Selon Lina, les applications de rencontre peuvent devenir "un outil du patriarcat". "Les hommes sont frustrés par ces applis et ils reportent cette frustration sur nous. Ils ne supportent pas le non, ils le ressentent comme un rejet. Nous, nous sommes habituées à rencontrer des obstacles sur notre route, eux pas. Ils ne le supportent pas. Je l’assimile au harcèlement de rue, les hommes ne comprennent pas qu’il ne faut pas une bonne raison pour ne pas répondre. Pour eux, nous devons leur répondre, sinon ils s’énervent. Or, nous ne sommes pas des marchandises, nous avons le droit de dire non."

- TÂCHES À RÉALISER
(1) D'après le texte sur les applications de rencontre, que peuvent devenir ces applications selon Lina ?
(2) Poursuivez le texte sur les applications de rencontre à partir de sa dernière phrase.

- DONNÉES FOURNIES
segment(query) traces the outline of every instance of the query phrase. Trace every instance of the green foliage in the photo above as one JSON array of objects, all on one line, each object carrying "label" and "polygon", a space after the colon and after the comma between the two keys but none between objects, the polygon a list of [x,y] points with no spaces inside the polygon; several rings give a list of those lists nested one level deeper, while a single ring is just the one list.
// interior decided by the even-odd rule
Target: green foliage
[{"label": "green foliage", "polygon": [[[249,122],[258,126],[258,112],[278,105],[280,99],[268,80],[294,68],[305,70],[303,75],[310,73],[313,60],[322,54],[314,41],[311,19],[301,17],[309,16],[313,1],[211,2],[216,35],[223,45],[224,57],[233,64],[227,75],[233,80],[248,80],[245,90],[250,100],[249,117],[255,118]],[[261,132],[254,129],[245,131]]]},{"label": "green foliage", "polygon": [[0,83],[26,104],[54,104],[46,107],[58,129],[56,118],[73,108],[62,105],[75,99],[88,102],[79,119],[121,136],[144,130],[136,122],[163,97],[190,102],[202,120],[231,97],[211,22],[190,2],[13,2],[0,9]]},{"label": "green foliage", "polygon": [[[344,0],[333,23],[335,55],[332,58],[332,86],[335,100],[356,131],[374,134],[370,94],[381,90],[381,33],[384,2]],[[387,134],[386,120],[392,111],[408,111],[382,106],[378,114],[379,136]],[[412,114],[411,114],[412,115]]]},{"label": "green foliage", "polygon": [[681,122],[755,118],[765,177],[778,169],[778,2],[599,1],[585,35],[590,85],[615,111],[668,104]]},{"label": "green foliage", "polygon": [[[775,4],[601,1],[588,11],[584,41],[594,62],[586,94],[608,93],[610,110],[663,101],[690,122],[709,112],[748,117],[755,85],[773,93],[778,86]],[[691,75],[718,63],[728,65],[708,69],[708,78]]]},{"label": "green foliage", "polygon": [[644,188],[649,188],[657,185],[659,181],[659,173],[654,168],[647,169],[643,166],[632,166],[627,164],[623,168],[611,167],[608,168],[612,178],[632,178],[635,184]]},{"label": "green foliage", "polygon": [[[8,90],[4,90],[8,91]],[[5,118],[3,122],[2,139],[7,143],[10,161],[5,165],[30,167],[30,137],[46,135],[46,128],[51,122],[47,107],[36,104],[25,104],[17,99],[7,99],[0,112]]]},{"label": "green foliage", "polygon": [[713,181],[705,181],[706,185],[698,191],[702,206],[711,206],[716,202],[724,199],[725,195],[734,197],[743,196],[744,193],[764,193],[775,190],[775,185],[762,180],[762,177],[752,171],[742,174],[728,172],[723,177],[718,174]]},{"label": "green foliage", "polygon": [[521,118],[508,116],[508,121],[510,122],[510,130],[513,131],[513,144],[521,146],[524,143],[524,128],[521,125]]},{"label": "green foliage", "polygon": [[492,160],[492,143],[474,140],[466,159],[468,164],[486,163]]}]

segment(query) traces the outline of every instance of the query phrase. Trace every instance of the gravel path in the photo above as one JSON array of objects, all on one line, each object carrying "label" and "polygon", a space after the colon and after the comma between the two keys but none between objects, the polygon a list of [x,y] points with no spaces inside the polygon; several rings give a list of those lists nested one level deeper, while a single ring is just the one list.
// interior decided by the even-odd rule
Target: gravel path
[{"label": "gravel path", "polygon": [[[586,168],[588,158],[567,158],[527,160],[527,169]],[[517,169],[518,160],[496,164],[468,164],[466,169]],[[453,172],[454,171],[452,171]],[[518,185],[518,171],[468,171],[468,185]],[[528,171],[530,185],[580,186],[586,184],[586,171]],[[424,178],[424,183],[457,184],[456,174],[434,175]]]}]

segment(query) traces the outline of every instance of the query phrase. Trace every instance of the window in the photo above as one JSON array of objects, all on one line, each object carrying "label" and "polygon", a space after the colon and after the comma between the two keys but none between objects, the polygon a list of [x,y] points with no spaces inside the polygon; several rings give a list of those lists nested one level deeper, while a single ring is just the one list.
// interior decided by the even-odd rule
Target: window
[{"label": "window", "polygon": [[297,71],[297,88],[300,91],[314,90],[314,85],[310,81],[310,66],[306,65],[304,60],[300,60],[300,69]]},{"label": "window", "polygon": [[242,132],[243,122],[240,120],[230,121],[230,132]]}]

- RÉPONSES PAR TÂCHE
(1) Un outil du patriarcat.

(2)
Lily Thacker, professeure auxiliaire à la Eastern Kentucky University, a inventé le terme "violence de rejet" pour décrire ce phénomène. Elle a documenté des réactions de violences verbales, de violences physiques, voire des viols ou des féminicides, simplement parce que des femmes… avaient dit non à des hommes. La toxicité des applications de rencontre pour les femmes est elle aussi bien connue.
Cela m’a effrayée, qu’il m’écrive dans cet état
D’autres hommes ont insulté ou menacé Lina sur les applications de rencontre. Sur les documents qu’elle nous a procurés, un homme en particulier l’insulte de "sale pute" avant de lui écrire ceci, parce qu’elle n’a pas répondu à deux messages : "C’est toi qui provoques ça. Crève dans ta vie, j’ai envie de prendre un couteau et de te faire plein de cicatrices sur ton visage".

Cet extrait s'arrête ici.